◆ 与えられた指示 A:
以下の記録のうち、「necklace」という文字列を含む行を数え、その数だけを答えてください。大文字と小文字は区別します。

◆ 読解本文:
--------------------------------------------------
Monday, May 14, 2007

土方巽研究 一<舞踏の欲望>

 二 闇の原理 

2. 肉体史という暗い背景           

 それ自身における差異が際立つとき、際立つものはその暗い背景をおのれと共に引きずってゆかざるをえない。差異が際立つことで、差異そのものが縁を絶つその暗い背景の方は、際立つものと縁を結び続けるからである。「差異と反復」の第一章で、ジル・ドゥルーズはそう語っています。これにならって言えば、「肉体の闇」が際立つそのときに、「肉体の闇」という図柄を際立たせる地のようにして浮かびくるものがある。それが、土方が示そうとする「肉体史」です。図柄と地といっても、それはあたかも闇夜にまぎれる黒牛の群れが闇を腑分けする、そのように捉え難い現象なのですが、その背後の闇を、暗い背景という形式において考えることができるように思います。もしも「肉体の闇」により自覚的であれば、たとえば「稲妻が走るその闇黒の背景」、その背景の暗さを少なくともイメージできるはずです。ちなみに、背景の暗さは、思考不可能なものであるから「暗い」のではありません。ドゥルーズが語るように、それについて考えるには、それは怪物すぎるかもしれないからなのです。「肉体史の領域をのぞける人は、肉体の領域そのものであるような人非人であろう」、土方はあらかじめそう忠告しています。
「肉体の闇」が際立つそのときに、その闇黒の背景であるまま浮かびくるものがあり、それが「肉体史」という名で土方には考えられています。その暗さゆえに示すことができそうにないにもかかわらず、土方が「肉体史」を示そうとするのは、「肉体の闇」という経験にとどまることなく、その差異的な経験からさらに遡行するようにして、からだに記し記されたそのことが「肉体の闇」を構成しようとする働きとして浮かびくる局面を、からだにより際立たせようとするからだと思われます。「肉体の闇」は、「肉体に眺められた」視線それ自身における差異として際立つ主客の不明な事態と経験され、それゆえ自己からはぐれているわけですが、「肉体の闇」として構成されようとするそのことによって、それはみずからの出自を結果的に隠しているとみなされています。したがって、その構成には、出自をそこに隠しながら構成するという原理がおのずと働いている、そう考えることができます。その原理のうちに、「肉体史」と呼ばれるものが闇黒の背景のまま浮かびくる、そう土方はみなしているようですが、では、それはなぜ「肉体史」と呼ばれるのでしょうか。
--------------------------------------------------
◆ 与えられた指示 B:
上の土方巽論から、「Monday, May 14, 2007」を含む語句で始まり「らかじめそう忠告しています。」の後で終わる部分を、一字一句違えずに書き出してください。
--------------------------------------------------
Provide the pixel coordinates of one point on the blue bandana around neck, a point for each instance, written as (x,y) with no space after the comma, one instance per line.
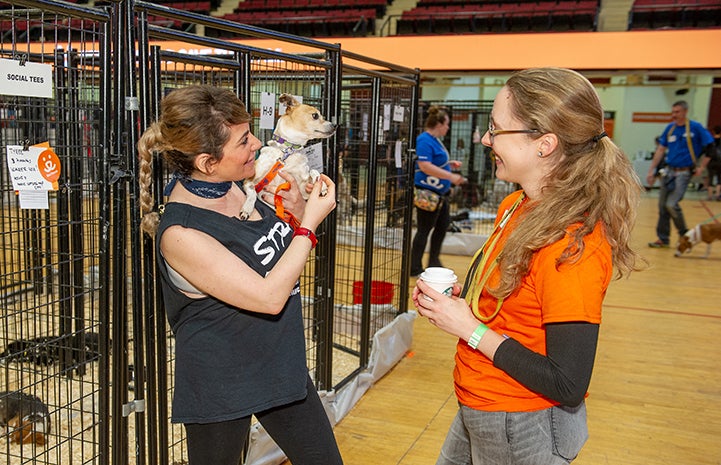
(207,190)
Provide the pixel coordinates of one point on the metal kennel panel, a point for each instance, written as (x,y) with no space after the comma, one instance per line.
(54,325)
(378,111)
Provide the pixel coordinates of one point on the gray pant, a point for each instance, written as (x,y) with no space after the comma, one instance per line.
(552,436)
(671,191)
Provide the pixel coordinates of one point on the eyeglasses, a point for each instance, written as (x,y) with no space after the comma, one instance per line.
(495,132)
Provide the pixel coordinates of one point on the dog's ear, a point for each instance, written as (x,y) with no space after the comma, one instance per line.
(289,101)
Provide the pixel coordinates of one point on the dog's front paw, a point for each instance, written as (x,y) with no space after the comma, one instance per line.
(315,176)
(250,198)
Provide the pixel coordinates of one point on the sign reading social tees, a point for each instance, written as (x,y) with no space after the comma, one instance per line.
(25,78)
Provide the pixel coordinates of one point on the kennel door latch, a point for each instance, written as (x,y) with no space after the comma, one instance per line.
(135,406)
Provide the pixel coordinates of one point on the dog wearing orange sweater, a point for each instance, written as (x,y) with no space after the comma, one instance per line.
(706,233)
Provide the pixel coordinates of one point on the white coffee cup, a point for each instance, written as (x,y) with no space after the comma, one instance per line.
(440,279)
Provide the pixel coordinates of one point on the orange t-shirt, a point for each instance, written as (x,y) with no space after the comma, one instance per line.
(573,292)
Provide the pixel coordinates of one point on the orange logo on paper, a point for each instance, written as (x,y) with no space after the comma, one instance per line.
(49,165)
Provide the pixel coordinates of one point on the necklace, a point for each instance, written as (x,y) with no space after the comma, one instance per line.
(480,270)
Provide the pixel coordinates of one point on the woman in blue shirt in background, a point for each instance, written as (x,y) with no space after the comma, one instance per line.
(433,172)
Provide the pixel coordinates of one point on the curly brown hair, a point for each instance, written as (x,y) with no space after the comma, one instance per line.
(193,120)
(592,183)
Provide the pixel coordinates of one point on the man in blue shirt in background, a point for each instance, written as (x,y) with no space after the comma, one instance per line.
(683,142)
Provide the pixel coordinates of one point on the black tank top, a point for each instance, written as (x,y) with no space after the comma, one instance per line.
(229,362)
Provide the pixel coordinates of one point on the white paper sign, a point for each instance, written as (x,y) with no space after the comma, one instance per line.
(399,150)
(29,80)
(35,169)
(364,127)
(283,106)
(315,156)
(34,200)
(267,110)
(398,113)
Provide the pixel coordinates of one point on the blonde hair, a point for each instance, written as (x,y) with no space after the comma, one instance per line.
(436,115)
(193,120)
(592,183)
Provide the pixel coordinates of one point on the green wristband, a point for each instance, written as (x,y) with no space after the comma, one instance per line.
(477,335)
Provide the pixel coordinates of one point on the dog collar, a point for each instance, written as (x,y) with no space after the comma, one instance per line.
(288,147)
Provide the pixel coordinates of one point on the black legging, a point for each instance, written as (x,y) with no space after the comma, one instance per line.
(300,429)
(438,221)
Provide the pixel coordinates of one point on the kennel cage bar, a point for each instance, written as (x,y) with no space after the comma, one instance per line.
(230,26)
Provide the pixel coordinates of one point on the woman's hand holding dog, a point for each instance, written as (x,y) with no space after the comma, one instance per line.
(319,205)
(292,198)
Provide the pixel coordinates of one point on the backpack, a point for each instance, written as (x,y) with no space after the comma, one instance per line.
(716,153)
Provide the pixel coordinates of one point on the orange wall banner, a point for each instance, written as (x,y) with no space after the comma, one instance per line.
(666,49)
(650,117)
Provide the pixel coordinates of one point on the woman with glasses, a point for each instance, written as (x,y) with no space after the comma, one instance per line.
(433,174)
(528,315)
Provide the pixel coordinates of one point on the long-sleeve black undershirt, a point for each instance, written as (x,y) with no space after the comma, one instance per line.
(563,375)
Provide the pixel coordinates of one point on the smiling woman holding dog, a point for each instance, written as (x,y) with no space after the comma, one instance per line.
(528,316)
(230,286)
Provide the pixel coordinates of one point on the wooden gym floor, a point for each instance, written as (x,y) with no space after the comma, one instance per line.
(655,395)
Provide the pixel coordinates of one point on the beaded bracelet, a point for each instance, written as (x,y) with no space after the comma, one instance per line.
(477,335)
(305,232)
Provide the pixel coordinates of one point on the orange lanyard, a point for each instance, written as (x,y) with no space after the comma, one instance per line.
(480,270)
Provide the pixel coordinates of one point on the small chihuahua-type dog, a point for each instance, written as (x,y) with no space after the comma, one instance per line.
(25,416)
(700,233)
(294,129)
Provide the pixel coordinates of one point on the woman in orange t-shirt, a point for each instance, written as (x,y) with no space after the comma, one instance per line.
(528,315)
--------------------------------------------------
◆ 完全な解答 A:
1

◆ 完全な解答 B:
Monday, May 14, 2007

土方巽研究 一<舞踏の欲望>

 二 闇の原理 

2. 肉体史という暗い背景           

 それ自身における差異が際立つとき、際立つものはその暗い背景をおのれと共に引きずってゆかざるをえない。差異が際立つことで、差異そのものが縁を絶つその暗い背景の方は、際立つものと縁を結び続けるからである。「差異と反復」の第一章で、ジル・ドゥルーズはそう語っています。これにならって言えば、「肉体の闇」が際立つそのときに、「肉体の闇」という図柄を際立たせる地のようにして浮かびくるものがある。それが、土方が示そうとする「肉体史」です。図柄と地といっても、それはあたかも闇夜にまぎれる黒牛の群れが闇を腑分けする、そのように捉え難い現象なのですが、その背後の闇を、暗い背景という形式において考えることができるように思います。もしも「肉体の闇」により自覚的であれば、たとえば「稲妻が走るその闇黒の背景」、その背景の暗さを少なくともイメージできるはずです。ちなみに、背景の暗さは、思考不可能なものであるから「暗い」のではありません。ドゥルーズが語るように、それについて考えるには、それは怪物すぎるかもしれないからなのです。「肉体史の領域をのぞける人は、肉体の領域そのものであるような人非人であろう」、土方はあらかじめそう忠告しています。